→ Kutipan Teks
Dari Abu Hurairah radliyallahu ’anhu, ia berkata: “Rasulullah shallallahu alaihi wasallam melaknat orang yang menyuap dan yang disuap dalam masalah hukum.” (HR. Ahmad II/387 no.9019, At-Tirmidzi III/622 no.1387, Ibnu Hibban XI/467 no.5076)
عَنْ عَبْدِ اللَّهِ بْنِ عَمْرٍو قَالَ لَعَنَ رَسُولُ اللَّهِ -صلى الله عليه وسلم- الرَّاشِىَ وَالْمُرْتَشِىَ.
Dan diriwayatkan dari Abdullah bin ‘Amr radhiyallahu anhu, ia berkata: “Rasulullah Shallallahu alaihi wasallam melaknat orang yang memberi suap dan yang menerima suap”. (HR. Abu Daud II/324 no.3580, At-Tirmidzi III/623no.1337, Ibnu Majah, 2313 dan Hakim, 4/102-103; dan Ahmad II/164 no.6532, II/190 no.6778)

→ Data anotasi wilayah gambar

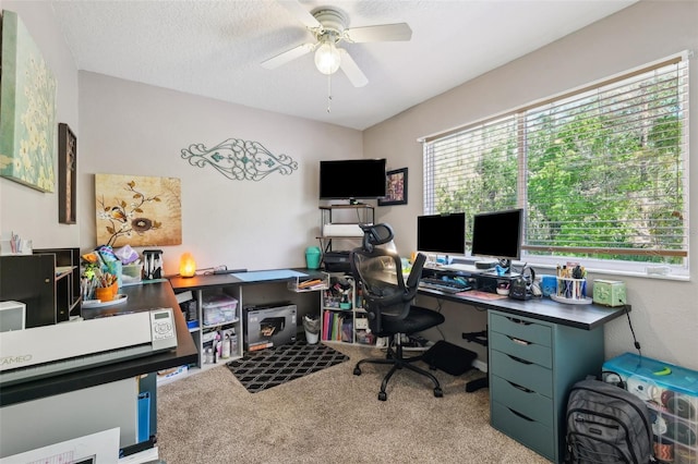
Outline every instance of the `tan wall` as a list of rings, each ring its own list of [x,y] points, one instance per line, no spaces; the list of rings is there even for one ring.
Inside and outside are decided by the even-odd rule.
[[[698,50],[698,2],[640,1],[521,59],[418,105],[364,131],[364,156],[388,155],[392,169],[409,168],[409,205],[381,208],[381,218],[396,230],[398,249],[407,255],[417,244],[416,216],[422,213],[422,147],[417,138],[478,121],[659,60],[685,49]],[[464,44],[464,47],[467,46]],[[690,60],[690,113],[698,114],[698,61]],[[695,118],[694,118],[695,119]],[[696,121],[691,122],[690,152],[698,152]],[[695,164],[695,163],[694,163]],[[698,170],[690,175],[698,188]],[[696,196],[691,195],[691,199]],[[698,218],[698,202],[690,217]],[[690,249],[698,249],[691,227]],[[693,253],[691,268],[698,269]],[[600,276],[591,276],[598,278]],[[609,276],[603,276],[609,278]],[[698,369],[698,283],[647,278],[623,278],[633,305],[631,320],[642,353]],[[462,344],[460,331],[477,330],[483,315],[448,307],[447,339]],[[474,318],[474,320],[471,320]],[[458,323],[458,320],[462,320]],[[454,328],[454,326],[456,328]],[[474,328],[473,328],[474,326]],[[468,329],[468,327],[471,327]],[[461,328],[465,328],[461,330]],[[605,327],[606,356],[635,351],[626,318]],[[464,346],[471,347],[467,344]]]

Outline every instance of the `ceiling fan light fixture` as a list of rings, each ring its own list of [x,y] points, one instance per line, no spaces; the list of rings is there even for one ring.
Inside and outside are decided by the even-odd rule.
[[[323,74],[334,74],[339,69],[341,58],[332,41],[323,41],[315,50],[315,68]]]

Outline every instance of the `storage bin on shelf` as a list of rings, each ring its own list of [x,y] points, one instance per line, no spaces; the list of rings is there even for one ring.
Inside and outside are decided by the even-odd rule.
[[[299,293],[325,290],[329,286],[329,274],[322,272],[320,277],[297,276],[294,280],[288,282],[287,286],[288,290]]]
[[[698,463],[698,371],[634,353],[603,364],[603,378],[617,375],[625,388],[645,400],[660,462]]]
[[[230,295],[217,294],[204,296],[202,303],[204,326],[218,326],[234,322],[238,317],[238,300]]]

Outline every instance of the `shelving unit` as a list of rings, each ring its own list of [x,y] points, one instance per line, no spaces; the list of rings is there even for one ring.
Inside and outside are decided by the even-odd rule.
[[[195,289],[179,293],[176,290],[176,293],[180,302],[180,308],[182,308],[184,313],[189,332],[192,334],[194,345],[196,345],[196,350],[198,351],[198,359],[192,367],[207,369],[242,356],[243,331],[239,285]],[[216,322],[212,322],[214,318],[210,315],[206,315],[206,310],[209,309],[207,303],[214,297],[219,298],[219,301],[226,297],[230,298],[230,304],[225,310],[227,314]],[[224,310],[221,310],[221,313]],[[227,357],[219,357],[217,352],[214,357],[214,344],[217,341],[216,335],[220,337],[220,339],[218,339],[220,341],[225,340],[226,335],[229,337],[230,349]],[[222,355],[222,346],[220,354]]]
[[[323,252],[329,252],[333,249],[333,241],[346,241],[346,240],[361,240],[362,233],[335,235],[327,233],[325,225],[327,224],[368,224],[375,221],[375,208],[373,205],[358,204],[358,205],[326,205],[320,207],[321,211],[321,224],[320,246]]]
[[[34,254],[56,257],[56,321],[80,316],[80,248],[38,248]]]
[[[329,285],[322,292],[321,340],[372,345],[361,289],[351,276],[329,274]]]
[[[194,340],[194,345],[198,351],[198,358],[196,363],[192,364],[192,368],[208,369],[214,366],[219,366],[222,363],[233,361],[242,357],[244,354],[244,308],[254,306],[262,302],[261,296],[255,293],[256,289],[262,284],[276,284],[286,285],[286,290],[292,293],[309,293],[309,292],[322,292],[329,285],[329,274],[325,272],[309,272],[310,276],[291,279],[285,281],[258,281],[258,282],[242,282],[230,278],[229,276],[196,276],[191,279],[186,278],[171,278],[170,283],[174,290],[174,293],[180,303],[180,308],[184,314],[184,319],[188,321],[189,331]],[[303,288],[303,283],[306,281],[317,281],[312,285]],[[243,297],[243,290],[245,294],[252,295],[245,301]],[[248,292],[249,290],[249,292]],[[277,286],[277,291],[278,291]],[[284,292],[284,286],[280,286]],[[234,314],[229,315],[216,315],[221,316],[222,319],[216,320],[206,318],[206,303],[212,298],[229,297],[236,300]],[[225,307],[225,306],[222,306]],[[225,310],[224,310],[225,312]],[[215,320],[212,322],[212,320]],[[206,323],[208,322],[208,323]],[[230,356],[227,358],[216,359],[216,363],[209,362],[212,359],[206,358],[207,349],[214,347],[215,337],[219,333],[221,337],[234,332],[237,343],[231,346]]]
[[[0,256],[0,300],[26,305],[26,328],[81,314],[80,248],[41,248]]]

→ Tugas Anda
Ganti "melaknat" dengan "mengutuk" dalam kutipan tentang suap, lalu tuliskan ulang seluruh bagiannya dari "Dari Abu Hurairah" hingga ke "no.6532, II/190 no.6778)".

→ Jawaban
Dari Abu Hurairah radliyallahu ’anhu, ia berkata: “Rasulullah shallallahu alaihi wasallam mengutuk orang yang menyuap dan yang disuap dalam masalah hukum.” (HR. Ahmad II/387 no.9019, At-Tirmidzi III/622 no.1387, Ibnu Hibban XI/467 no.5076)
عَنْ عَبْدِ اللَّهِ بْنِ عَمْرٍو قَالَ لَعَنَ رَسُولُ اللَّهِ -صلى الله عليه وسلم- الرَّاشِىَ وَالْمُرْتَشِىَ.
Dan diriwayatkan dari Abdullah bin ‘Amr radhiyallahu anhu, ia berkata: “Rasulullah Shallallahu alaihi wasallam mengutuk orang yang memberi suap dan yang menerima suap”. (HR. Abu Daud II/324 no.3580, At-Tirmidzi III/623no.1337, Ibnu Majah, 2313 dan Hakim, 4/102-103; dan Ahmad II/164 no.6532, II/190 no.6778)